* What you need to do
**a.** In the thread on the backup race condition, which way of spilling is described as good for tlogs?
**b.** Extract the part of the thread on the backup race condition from "exclude failed allows" up to and including "to disk queue.".
**c.** Extend the thread on the backup race condition, starting after its last sentence.

* Passage given
§
Race condition between startBackup and abortBackup in PR #3922

Source DB: StartFullBackupTaskFunc
1st Txn

srcTr->set(versionKey, beginVersionKey);
task->params[BackupAgentBase::destUid] = destUidValue;

2nd Txn writes dest DB, conflicts with abort's 1st tr and didn't succeed. So destUid is not set.

tr->set(config.pack(BackupAgentBase::destUid), task->params[BackupAgentBase::destUid]);

Abort Src DB

1st Tr read dest DB for destUid. clear the range and prevents future tasks from executing, including 2nd transaction of StartFullBackupTaskFunc.

state Future<UID> destUidFuture = backupAgent->getDestUid(tr, logUid);
...
tr->clear(backupAgent->config.get(logUidValue).range());

So the destUid was never set by the 2nd transaction of StartFullBackupTaskFunc and this txn got null for it. As a result, the 3rd Txn read source DB for latestVersionKey, which depends on destUid and couldn't find it.

@jzhou77
Copy link
Author

jzhou77 commented Oct 24, 2020

DR/Backup Data Structures

tag maps to UID, then UID maps to configuration kv pairs

“abort tag X” ==> “find whatever UID that tax X points to, and then abort it (tag X with uid Z).”
get status for a tag, you get its UID and you get whether or not it’s running, and its dest UID, and stuff like that
When we abort, we don’t clear the UIDs. so even after being aborted, tag X will still map to the same uid until a new DR is started with tag X

@jzhou77
Copy link
Author

jzhou77 commented Nov 4, 2020

TagPartitionedLogSystem notes

Special tags are always indexed everywhere, i.e., primary, satellite, remote tlogs.

  • Spill by value: write tag's data into SQLite B-tree, optimize for reads, but will write the same mutation multiple times. Good for StorageServers.
  • Spill by reference: write a pointer for each tag, where the version data is stored in DiskQueue. When reading back, reader needs to find the tag in that version's data. Good for tlogs.

For tlog, it's better to make write cheap.

exclude failed allows a storage server to be marked as failed, and tlog can pop that tag, thus unblocking popping of old mutations in the disk queue.

SQLite file store index to disk queue.

If DC lag is very long, have to drop remote region to avoid tlog disk filled up.

Log Router

Recruited for each generation.
Keeps 5s mutation in memory, to keep remote tlogs within 5s of each other.
Construct tags for remote storage servers with locality -3, i.e., tagLocalityRemoteLog.

Peek aggressively from primary region, could include mutations that can be rolled back.

Primary tlog sees every version, not the case for remote tlog/logrouter. What to do if LR didn't see any version in 5s? Recovery has 90s gap. How to tell the difference of these two?
§
* Information provided
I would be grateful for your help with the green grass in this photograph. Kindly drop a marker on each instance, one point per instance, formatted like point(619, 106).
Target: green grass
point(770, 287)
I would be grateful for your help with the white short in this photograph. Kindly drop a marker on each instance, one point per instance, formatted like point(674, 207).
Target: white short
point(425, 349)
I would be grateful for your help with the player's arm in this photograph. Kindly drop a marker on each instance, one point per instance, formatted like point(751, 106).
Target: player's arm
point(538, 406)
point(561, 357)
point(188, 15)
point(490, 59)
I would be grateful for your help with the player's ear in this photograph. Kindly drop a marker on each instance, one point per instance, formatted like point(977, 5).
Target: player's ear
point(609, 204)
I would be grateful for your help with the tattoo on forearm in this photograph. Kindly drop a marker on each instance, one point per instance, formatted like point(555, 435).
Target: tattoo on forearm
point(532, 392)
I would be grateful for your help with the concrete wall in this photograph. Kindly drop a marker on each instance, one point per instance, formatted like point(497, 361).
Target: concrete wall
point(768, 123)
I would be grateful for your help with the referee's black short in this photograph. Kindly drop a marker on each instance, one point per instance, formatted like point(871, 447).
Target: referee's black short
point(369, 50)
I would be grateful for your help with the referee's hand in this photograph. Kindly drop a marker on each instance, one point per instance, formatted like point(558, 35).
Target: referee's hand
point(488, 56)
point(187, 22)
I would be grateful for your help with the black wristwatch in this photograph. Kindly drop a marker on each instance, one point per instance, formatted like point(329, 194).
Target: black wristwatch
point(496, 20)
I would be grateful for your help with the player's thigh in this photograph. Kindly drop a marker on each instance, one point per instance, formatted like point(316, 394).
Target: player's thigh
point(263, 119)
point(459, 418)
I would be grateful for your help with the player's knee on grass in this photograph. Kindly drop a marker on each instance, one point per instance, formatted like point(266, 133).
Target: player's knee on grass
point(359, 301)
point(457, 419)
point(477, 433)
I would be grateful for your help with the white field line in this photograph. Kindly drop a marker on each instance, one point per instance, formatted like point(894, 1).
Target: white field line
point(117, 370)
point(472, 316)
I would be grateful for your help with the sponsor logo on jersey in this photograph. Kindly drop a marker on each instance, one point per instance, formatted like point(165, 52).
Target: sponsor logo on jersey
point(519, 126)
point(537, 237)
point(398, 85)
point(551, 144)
§
* Written answers
**a.** Spill by reference.

**b.**
exclude failed allows a storage server to be marked as failed, and tlog can pop that tag, thus unblocking popping of old mutations in the disk queue.

SQLite file store index to disk queue.

**c.**
waitForVersion: see some version in previous epoch, then a version bump of 100M, and current epoch. WaitForVersionMS is the time LG waits for remote tlog to pop data.

Even if no messages found, peekCursor help us advance version.

@jzhou77
Copy link
Author

jzhou77 commented Nov 8, 2020

Load Balance

  • SS load balance: sending multiple read requests to different SS is allowed. Latency is accurate.

    • Keep track of in-flight/outstanding requests to different SSes. The idea is to keep equal number of outstanding requests. Allow up to 5% backup requests. The implementation is in the queueModel. If we know a SS is lagging/failed (failedUntil), then skip the SS for a while.

    • penalty is SS's signal of stress, indicating client to avoid it. secondDelay is the waiting time before sending out the backup request.

    • alwaysFresh means SS.

    • After cluster bounce, client can find all SSes failed. The client needs to ask proxies from SS interfaces. This is triggered by throwing out all_alternatives_failed() error. There is a delay for backoff if all SSes really failed.

    • secondDelay seems can be calculated when triggered -- improvement!

  • QueueModel

    • clean means real answer
  • Proxy load balance: can only send request to one. Proxy latency is not accurate, because of batching effect.

    • 6.1 client connects to all proxies, causing too many client connections for proxies, especially bad for TLS connections.
    • 6.2 client connects to 5 proxies, but load is not balanced. Fixed in 6.3
    • ModelInterface: updateRecent() for GRV. Consider both CPU and GRV budgets, marshaled into an integer's higher and lower bits.

5s MVCC Window

  • Memory limit: resolver and storage server (SS)
    • SS must keep 5s window. Durability to disk is lower priority than serving reads. So SS can have more than 5s data in memory.
    • SS may need to roll back versions, and can't roll back more than it's durable version. That's why LogRouter keeps 5s data in memory to keep remote SS are not 5s apart. In case of region fail over, remote SS won't roll back more than 5s.
    • Proxy's view and SS's view should be consistent. Proxy knows SS can roll back 5M versions.
    • Recovery transaction tells SS: master picks recovery version, set lastEpochEndKey, which let's all SSes know the roll back version. This can be place to change MVCC window.

@jzhou77
Copy link
Author

jzhou77 commented Nov 11, 2020

DD 2 phase transfer of ownership from an old team to a new team, due to a SS failure

  1. Writing mutations to both old and new teams. New SS fetching data from old SS (range reads). After having all the data, signal DD complete.
  2. DD reassign owner to the new team. DD tells tlog to remove tag of the failed SS.

Start the above process, SS comes back after hours and is way behind. It's hard to for SS to catch up, because its data is on disk, comparing to other in-memory data. So it's better to keep this SS as failed.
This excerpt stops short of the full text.